Text segment:
* * * * * * *

Rich Hofmann: Kolb shows Eagles what could be

Kevin Kolb walks off field after fumble, his one big error of night.
Kevin Kolb walks off field after fumble, his one big error of night.
Posted: October 11, 2010

SAN FRANCISCO - The education of Kevin Kolb continues. It is what this season was supposed to be about, back when. We thought he would get the ball out quickly and accurately, but we did not know when he would learn to be a winner. That was going to be the process that consumed our attention.

It isn't like that anymore; long story. But because Michael Vick is injured, Kolb is getting a chance to play again. Last night against the 49ers, with a full week of practice snaps and a promise of nothing more than the day, Kolb played an excellent first half and a good second half, nursing a 17-10 halftime lead into a 27-24 victory.

What it means for the future is known to only one man, the guy in all-black on the Eagles' sideline - and Andy Reid has defined mercurial so far this season. But it seems fairly obvious that the more Kolb plays, the better he gets. He had a shaky first half in the opener against Green Bay before suffering a concussion. He had a much better game last week in defeat against Washington. He had a fine game overall last night.

This thing isn't a staircase, obviously. There isn't going to be an uninterrupted climb for Kolb. It doesn't work that way and nobody should ever have expected that it would. But there is clearly something to work with here.

"I think he will continue to do that,"

Reid said. "With a young quarterback, that's what you're going to see - I mentioned that from the beginning. There's going to be a maturation process that takes place when he plays. You just don't step in, in 1 year, and set the world on fire. That's not how this thing works. That's the reason why Michael moved into that spot - it cuts that maturation process down when another guy is playing as well as Michael is playing.

"The kid stepped up, played well today, did a heck of a job. He had an opportunity to prepare all week, and he was in the building long hours. He worked very hard and his teammates believed in him, which is a huge thing - a huge thing. He went out and performed on national TV in a road game, which he hadn't done before, and did a nice job."

* * * * * * *

Material shown:
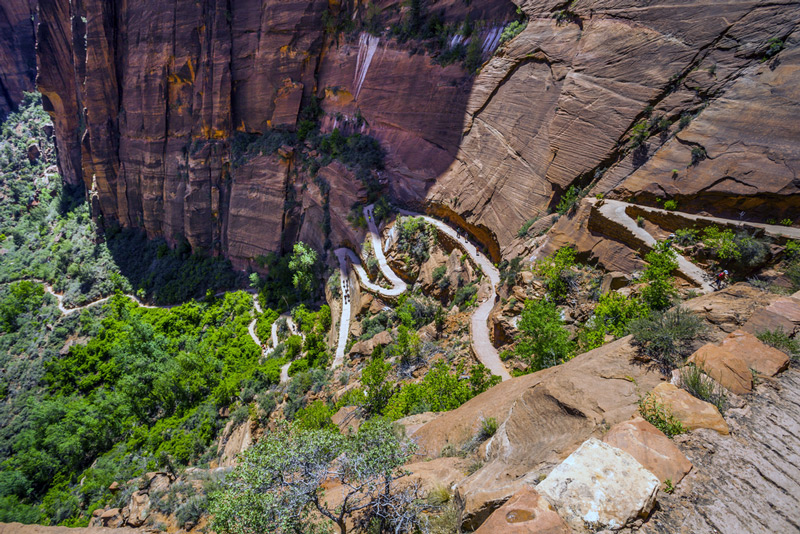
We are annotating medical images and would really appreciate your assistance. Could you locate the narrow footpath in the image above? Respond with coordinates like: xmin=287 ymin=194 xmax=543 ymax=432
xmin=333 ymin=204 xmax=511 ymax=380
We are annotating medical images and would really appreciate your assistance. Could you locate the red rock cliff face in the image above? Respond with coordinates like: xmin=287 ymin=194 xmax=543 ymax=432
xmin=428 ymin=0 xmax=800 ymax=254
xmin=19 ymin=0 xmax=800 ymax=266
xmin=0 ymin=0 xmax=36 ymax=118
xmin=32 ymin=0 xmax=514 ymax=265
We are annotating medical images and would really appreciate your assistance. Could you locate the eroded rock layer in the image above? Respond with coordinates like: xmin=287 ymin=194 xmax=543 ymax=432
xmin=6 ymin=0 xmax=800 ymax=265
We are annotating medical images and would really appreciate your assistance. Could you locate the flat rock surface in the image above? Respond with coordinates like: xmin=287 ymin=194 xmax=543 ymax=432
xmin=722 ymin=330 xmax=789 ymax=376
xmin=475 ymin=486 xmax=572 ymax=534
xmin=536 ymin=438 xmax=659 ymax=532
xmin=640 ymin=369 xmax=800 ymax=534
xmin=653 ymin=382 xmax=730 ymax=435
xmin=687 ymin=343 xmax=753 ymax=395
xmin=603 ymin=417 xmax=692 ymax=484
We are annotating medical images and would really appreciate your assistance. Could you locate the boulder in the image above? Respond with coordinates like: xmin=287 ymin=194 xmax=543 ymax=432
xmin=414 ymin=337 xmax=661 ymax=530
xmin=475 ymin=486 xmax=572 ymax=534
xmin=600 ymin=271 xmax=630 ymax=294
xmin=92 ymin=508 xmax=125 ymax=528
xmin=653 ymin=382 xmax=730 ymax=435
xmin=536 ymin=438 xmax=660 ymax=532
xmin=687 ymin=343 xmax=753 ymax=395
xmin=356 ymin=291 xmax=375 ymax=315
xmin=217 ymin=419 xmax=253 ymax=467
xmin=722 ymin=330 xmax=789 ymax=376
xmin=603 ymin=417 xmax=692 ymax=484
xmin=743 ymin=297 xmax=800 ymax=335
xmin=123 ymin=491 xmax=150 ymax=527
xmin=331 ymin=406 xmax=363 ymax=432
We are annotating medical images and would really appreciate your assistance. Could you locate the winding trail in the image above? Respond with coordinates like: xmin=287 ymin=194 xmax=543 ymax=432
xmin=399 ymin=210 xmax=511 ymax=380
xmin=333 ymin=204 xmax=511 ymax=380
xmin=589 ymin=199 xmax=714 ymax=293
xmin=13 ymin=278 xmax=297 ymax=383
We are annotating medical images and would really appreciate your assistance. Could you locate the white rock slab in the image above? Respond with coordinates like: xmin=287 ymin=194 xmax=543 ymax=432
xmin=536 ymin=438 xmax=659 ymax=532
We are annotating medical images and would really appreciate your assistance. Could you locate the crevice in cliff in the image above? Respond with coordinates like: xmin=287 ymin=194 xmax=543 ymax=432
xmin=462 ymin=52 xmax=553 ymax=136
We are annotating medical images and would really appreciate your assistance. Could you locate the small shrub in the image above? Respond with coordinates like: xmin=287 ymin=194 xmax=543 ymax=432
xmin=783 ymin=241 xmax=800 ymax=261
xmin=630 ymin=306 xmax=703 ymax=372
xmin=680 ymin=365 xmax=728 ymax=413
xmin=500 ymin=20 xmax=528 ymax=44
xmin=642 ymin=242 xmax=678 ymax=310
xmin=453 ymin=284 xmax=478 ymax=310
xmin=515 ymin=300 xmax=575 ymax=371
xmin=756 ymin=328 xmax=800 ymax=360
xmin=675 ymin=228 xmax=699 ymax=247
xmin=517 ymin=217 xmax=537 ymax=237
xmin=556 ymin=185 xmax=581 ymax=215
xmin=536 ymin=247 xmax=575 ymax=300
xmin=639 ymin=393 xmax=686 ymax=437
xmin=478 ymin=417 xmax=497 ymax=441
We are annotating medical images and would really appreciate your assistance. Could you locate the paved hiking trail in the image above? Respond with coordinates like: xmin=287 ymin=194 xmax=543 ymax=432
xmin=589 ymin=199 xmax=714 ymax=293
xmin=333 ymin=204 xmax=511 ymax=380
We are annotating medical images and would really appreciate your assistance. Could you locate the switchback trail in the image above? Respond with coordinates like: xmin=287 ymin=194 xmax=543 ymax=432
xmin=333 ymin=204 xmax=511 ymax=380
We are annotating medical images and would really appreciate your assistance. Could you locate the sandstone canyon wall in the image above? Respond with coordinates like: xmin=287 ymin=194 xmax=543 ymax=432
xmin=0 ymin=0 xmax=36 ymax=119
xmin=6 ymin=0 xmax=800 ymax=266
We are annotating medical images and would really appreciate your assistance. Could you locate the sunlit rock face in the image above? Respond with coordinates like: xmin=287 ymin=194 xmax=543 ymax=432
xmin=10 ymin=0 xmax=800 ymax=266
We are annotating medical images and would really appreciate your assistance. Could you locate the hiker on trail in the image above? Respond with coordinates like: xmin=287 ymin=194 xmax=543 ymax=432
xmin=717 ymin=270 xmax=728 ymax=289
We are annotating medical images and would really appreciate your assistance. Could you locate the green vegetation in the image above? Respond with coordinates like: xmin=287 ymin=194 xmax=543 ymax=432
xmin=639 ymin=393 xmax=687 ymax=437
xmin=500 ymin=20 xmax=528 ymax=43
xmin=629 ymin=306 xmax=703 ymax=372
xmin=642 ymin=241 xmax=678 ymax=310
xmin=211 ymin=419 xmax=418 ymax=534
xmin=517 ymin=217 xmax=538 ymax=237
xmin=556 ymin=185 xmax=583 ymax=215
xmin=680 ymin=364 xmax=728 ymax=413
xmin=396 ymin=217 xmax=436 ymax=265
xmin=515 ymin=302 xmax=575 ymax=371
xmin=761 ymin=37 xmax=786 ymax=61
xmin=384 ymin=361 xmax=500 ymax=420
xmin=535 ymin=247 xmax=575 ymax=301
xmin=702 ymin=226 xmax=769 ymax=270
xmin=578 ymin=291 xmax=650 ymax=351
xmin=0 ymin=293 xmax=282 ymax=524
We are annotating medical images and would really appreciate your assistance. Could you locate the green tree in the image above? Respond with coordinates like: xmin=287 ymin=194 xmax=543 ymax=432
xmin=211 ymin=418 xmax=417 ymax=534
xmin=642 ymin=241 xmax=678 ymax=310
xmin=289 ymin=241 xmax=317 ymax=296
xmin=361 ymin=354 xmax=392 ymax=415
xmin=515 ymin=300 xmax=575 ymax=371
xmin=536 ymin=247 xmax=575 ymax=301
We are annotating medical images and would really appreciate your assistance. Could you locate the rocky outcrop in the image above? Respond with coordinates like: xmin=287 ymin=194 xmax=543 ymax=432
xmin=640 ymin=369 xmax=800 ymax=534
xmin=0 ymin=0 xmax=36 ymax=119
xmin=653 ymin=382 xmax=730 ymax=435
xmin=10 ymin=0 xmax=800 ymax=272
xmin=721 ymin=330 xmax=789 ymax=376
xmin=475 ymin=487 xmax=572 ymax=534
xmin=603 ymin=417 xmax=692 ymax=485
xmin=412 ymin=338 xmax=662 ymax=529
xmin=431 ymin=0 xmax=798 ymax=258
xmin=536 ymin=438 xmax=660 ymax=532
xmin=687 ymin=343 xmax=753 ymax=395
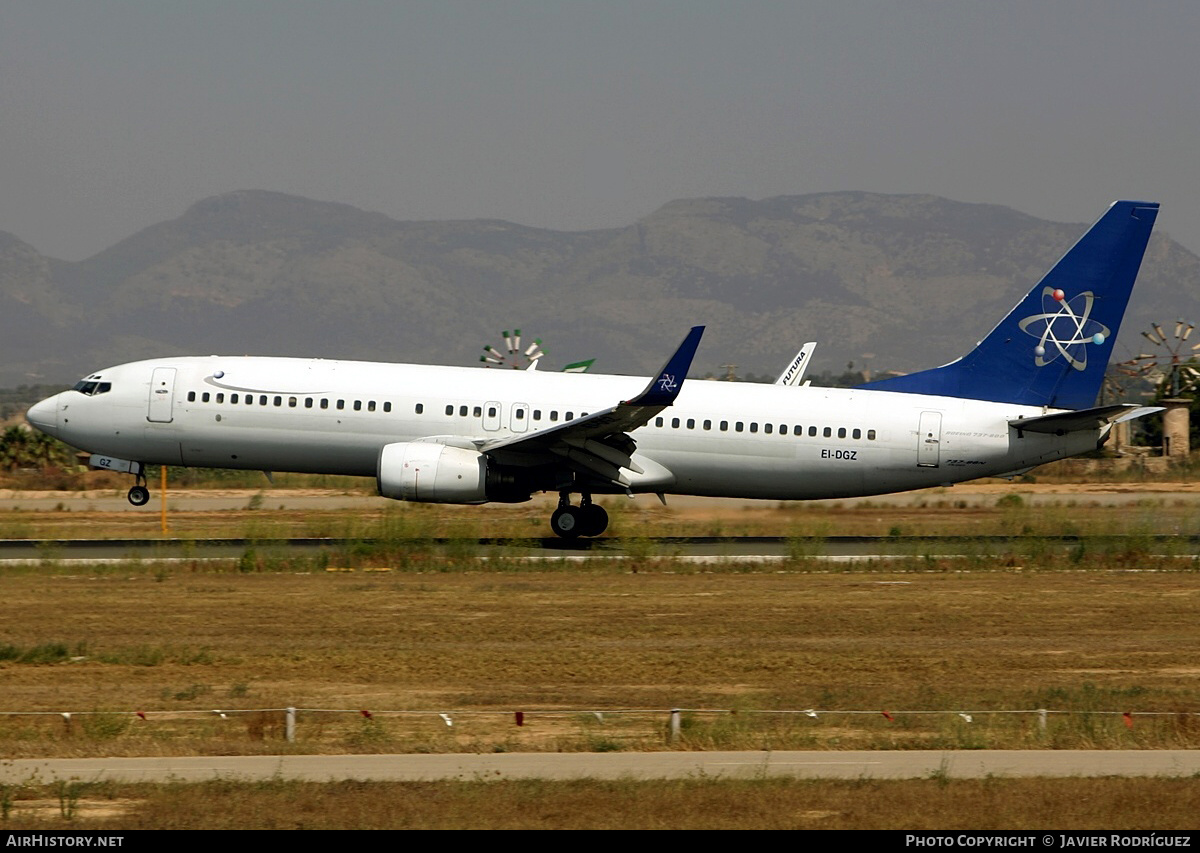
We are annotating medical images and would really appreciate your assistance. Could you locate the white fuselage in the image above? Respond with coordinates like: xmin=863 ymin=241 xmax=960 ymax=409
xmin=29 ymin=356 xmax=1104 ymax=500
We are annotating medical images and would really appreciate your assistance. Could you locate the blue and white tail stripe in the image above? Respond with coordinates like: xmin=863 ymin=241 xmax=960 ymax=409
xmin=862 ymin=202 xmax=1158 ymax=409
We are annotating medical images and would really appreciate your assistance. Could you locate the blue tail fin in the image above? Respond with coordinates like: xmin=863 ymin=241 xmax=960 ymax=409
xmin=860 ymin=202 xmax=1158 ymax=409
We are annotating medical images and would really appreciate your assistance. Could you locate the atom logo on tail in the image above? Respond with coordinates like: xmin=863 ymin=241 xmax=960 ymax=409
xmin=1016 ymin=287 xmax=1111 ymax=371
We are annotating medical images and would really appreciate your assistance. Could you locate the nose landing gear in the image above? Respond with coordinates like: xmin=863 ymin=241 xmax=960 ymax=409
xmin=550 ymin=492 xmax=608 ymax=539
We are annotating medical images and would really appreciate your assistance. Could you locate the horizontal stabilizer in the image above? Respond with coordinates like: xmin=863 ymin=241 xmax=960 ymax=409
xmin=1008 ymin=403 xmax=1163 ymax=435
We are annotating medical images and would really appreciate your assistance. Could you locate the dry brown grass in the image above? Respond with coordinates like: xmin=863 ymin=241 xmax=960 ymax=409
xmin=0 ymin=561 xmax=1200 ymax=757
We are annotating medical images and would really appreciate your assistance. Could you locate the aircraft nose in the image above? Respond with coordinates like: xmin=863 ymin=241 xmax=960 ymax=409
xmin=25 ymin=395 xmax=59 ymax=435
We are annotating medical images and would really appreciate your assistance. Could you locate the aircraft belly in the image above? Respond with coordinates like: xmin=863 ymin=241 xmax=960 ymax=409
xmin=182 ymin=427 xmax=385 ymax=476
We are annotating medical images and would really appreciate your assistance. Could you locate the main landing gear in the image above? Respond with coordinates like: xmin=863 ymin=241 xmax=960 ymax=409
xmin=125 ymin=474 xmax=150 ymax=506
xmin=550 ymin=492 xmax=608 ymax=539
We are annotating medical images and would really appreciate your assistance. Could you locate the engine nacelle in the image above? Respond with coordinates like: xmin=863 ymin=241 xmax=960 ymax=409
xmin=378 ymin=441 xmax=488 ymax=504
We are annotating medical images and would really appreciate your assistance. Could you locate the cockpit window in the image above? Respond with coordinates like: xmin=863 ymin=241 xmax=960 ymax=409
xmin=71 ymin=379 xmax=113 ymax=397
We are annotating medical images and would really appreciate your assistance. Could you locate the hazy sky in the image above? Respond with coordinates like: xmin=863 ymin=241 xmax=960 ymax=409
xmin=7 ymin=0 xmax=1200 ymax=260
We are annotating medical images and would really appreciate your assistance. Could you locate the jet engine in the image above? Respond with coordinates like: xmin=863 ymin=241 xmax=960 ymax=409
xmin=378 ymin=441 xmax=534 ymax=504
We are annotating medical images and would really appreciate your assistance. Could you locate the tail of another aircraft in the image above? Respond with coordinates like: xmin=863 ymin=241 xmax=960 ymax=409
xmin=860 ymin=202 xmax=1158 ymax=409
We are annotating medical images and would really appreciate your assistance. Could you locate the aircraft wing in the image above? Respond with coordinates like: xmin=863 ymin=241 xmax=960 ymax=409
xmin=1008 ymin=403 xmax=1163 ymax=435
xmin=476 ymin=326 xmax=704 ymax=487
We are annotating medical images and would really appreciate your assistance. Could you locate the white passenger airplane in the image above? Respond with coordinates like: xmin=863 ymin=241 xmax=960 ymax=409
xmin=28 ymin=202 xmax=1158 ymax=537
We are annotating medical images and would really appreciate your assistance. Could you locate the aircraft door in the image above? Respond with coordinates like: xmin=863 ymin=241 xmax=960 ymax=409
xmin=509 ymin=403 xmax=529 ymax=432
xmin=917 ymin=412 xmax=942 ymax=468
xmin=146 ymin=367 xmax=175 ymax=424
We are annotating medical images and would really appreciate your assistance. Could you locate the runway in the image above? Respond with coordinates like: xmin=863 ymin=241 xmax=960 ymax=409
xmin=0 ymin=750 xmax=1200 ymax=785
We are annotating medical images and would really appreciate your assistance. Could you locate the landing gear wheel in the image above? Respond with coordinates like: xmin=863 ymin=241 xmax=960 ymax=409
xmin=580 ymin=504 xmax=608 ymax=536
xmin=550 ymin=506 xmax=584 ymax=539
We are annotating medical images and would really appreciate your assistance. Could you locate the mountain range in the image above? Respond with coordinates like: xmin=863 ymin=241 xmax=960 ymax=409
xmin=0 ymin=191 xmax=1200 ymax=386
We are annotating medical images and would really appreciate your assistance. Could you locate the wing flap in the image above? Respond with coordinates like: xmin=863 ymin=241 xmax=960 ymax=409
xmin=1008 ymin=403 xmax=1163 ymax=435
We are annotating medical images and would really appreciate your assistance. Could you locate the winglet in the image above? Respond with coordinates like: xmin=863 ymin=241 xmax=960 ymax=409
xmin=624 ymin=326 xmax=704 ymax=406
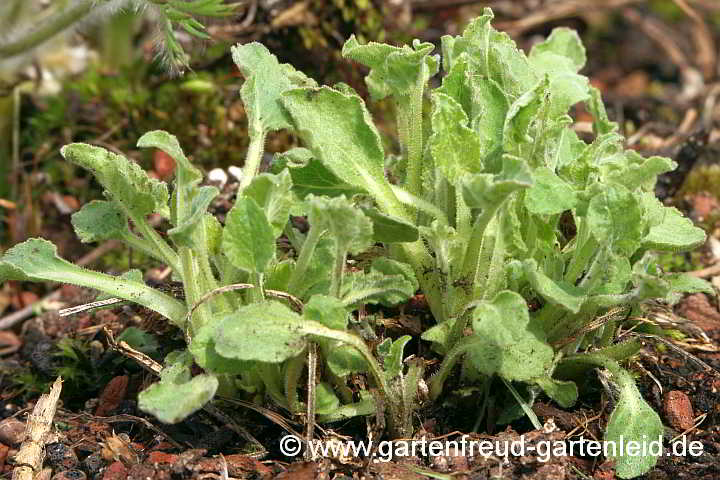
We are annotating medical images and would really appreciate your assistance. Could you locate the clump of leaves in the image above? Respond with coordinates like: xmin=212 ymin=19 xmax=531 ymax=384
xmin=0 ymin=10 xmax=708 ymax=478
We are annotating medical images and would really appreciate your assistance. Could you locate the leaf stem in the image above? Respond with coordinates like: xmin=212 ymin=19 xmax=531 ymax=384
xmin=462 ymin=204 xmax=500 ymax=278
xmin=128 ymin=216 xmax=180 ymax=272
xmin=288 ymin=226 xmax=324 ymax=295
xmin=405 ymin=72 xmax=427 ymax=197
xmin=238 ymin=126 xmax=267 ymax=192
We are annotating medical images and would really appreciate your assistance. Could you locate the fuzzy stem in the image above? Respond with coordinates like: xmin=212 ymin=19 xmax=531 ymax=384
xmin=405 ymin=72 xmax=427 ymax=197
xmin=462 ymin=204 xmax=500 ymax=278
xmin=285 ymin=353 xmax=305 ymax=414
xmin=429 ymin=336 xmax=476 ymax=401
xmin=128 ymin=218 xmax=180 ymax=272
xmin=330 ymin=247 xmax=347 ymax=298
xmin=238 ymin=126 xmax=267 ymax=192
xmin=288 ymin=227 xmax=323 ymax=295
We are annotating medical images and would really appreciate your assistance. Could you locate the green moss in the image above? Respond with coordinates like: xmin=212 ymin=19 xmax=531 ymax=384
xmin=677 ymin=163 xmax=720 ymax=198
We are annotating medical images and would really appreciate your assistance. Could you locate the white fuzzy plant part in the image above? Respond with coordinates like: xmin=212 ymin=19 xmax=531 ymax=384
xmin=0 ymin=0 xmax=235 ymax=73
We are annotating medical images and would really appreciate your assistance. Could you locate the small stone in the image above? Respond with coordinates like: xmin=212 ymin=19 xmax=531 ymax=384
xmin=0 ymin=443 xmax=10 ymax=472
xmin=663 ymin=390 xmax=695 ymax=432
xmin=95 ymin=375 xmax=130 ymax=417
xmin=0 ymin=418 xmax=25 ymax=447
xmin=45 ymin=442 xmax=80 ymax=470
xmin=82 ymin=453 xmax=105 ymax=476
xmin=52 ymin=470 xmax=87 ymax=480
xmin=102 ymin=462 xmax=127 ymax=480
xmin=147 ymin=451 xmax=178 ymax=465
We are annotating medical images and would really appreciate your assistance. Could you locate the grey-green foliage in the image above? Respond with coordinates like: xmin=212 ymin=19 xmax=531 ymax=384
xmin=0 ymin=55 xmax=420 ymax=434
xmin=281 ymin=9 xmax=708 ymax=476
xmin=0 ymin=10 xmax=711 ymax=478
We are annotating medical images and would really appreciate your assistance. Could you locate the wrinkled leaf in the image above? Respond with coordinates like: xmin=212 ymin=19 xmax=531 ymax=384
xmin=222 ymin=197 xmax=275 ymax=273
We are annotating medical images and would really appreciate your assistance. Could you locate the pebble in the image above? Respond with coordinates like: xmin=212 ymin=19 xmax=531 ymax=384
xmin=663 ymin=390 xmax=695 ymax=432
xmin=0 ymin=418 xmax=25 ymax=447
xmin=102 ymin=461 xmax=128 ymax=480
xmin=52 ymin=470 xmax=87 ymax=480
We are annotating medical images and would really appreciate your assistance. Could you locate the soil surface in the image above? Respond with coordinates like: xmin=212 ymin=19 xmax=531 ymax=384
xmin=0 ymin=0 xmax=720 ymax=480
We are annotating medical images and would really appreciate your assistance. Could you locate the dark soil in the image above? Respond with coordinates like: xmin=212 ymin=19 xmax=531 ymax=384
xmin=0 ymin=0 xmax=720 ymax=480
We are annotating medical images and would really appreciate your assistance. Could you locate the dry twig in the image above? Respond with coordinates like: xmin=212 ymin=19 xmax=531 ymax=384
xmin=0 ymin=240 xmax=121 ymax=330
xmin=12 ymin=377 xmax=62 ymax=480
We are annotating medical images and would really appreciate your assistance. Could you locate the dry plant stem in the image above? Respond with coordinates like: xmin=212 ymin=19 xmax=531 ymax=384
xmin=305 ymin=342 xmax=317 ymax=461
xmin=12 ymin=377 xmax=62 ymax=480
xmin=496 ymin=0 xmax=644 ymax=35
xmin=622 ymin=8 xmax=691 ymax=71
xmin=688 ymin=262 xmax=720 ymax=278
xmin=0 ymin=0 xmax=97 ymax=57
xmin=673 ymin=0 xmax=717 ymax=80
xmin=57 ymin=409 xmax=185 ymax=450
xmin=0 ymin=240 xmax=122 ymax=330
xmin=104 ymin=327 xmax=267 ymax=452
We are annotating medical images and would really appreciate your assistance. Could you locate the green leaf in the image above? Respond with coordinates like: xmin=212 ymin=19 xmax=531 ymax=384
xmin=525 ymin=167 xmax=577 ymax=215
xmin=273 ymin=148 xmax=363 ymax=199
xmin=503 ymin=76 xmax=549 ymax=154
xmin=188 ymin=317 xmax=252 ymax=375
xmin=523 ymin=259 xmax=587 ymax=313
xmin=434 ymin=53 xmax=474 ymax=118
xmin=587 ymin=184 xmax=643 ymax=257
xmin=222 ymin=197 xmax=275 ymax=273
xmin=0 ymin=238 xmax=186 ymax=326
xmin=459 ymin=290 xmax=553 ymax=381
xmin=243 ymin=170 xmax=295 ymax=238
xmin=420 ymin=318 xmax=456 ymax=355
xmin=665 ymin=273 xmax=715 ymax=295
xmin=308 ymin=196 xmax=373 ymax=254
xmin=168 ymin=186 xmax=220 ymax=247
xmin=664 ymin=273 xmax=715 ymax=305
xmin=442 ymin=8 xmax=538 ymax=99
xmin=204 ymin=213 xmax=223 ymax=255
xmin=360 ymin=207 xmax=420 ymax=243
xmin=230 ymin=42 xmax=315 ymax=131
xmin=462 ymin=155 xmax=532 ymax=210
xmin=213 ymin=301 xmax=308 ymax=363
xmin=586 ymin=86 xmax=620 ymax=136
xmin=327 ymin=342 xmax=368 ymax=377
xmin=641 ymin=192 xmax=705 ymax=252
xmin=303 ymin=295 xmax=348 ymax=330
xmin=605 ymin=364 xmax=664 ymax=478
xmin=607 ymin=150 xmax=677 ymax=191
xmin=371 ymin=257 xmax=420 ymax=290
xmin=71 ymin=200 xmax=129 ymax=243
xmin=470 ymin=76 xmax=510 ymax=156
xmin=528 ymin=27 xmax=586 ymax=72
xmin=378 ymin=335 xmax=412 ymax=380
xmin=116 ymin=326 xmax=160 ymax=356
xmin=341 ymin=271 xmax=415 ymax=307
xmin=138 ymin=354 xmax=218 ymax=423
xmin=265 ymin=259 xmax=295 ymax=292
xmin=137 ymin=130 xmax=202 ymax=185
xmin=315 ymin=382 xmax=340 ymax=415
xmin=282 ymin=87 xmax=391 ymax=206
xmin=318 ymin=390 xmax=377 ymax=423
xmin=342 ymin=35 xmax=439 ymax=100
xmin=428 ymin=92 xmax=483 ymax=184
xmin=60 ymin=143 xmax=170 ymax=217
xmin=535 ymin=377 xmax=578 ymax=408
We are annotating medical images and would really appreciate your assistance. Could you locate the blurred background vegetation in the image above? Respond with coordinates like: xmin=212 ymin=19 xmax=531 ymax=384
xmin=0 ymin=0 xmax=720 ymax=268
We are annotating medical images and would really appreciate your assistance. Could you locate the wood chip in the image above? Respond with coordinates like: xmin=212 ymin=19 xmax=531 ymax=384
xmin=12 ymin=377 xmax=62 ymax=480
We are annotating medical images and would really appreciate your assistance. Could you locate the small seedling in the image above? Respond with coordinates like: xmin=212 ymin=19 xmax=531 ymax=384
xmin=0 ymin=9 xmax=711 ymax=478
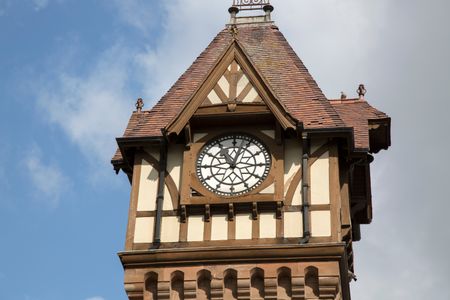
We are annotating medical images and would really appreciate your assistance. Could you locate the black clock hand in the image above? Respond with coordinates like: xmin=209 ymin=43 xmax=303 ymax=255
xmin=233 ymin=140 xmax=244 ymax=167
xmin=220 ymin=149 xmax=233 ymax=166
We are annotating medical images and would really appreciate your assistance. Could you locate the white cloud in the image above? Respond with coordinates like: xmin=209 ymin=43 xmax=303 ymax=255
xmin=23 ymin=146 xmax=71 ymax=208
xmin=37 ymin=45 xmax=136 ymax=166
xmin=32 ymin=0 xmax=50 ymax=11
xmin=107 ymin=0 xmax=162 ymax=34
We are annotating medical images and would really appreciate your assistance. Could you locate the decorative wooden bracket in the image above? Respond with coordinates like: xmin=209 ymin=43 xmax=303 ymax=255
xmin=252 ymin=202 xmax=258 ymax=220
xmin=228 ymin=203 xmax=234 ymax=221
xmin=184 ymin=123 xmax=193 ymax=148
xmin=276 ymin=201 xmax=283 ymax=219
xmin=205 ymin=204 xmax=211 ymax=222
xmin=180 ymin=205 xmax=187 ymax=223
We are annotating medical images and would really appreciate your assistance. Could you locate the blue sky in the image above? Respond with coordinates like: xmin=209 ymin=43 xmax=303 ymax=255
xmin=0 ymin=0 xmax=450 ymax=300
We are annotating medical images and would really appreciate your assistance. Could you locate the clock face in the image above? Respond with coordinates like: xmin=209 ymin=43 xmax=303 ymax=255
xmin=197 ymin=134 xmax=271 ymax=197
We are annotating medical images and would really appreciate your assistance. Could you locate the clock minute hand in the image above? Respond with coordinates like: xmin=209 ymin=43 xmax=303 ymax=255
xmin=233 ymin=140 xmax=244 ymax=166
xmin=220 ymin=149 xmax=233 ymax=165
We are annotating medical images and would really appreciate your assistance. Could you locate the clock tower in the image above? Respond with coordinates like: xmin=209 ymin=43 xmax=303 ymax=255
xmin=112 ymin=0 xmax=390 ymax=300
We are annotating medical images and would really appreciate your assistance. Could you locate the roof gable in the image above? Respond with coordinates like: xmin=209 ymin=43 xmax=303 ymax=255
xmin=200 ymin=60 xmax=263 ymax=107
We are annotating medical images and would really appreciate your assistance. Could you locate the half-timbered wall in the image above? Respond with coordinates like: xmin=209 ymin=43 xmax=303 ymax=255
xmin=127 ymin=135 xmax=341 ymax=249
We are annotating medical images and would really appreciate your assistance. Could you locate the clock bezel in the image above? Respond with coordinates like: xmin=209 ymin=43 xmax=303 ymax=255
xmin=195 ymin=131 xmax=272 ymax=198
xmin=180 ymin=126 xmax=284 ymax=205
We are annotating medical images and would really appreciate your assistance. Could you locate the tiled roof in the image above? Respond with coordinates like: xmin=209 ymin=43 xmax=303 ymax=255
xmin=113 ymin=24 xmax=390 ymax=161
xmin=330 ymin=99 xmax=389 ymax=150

* * * * * * *

Given instruction:
Carry on the column about Kevin Kolb's win over the 49ers, picking up right after its final paragraph.

Result below:
Here's the problem, though: It is Vick's job now and it should be Vick's job when his rib cartilage is healed. If Reid were to do another pirouette in midseason, he really might screw himself into the ground. He cannot change again and he says he won't. Last night, Reid said, "Michael is still the starting quarterback so we won't get that controversy going there."

But now the dilemma is plain. If Vick plays well enough to allow the Eagles to make a long playoff run, it is hard to believe they wouldn't re-sign him, in which case Kolb is going to have to be traded. But if Vick doesn't play well enough, then the Eagles have just wasted what should have been Kolb's season of development.

How Reid juggles it all will continue to be the story of 2010. But in the meantime, Kolb has managed to insulate himself from the winds and the controversies and gone about the business of getting better. His numbers last night: 21-for-31 for 253 yards, one touchdown, no interceptions. His passer rating was 103.3.

"I thought, all in all, he managed the game well," Reid said. "He was accurate. There was no hesitation putting the ball in tight holes. He did it with conviction. I thought he just stepped up and played like we know Kevin can play."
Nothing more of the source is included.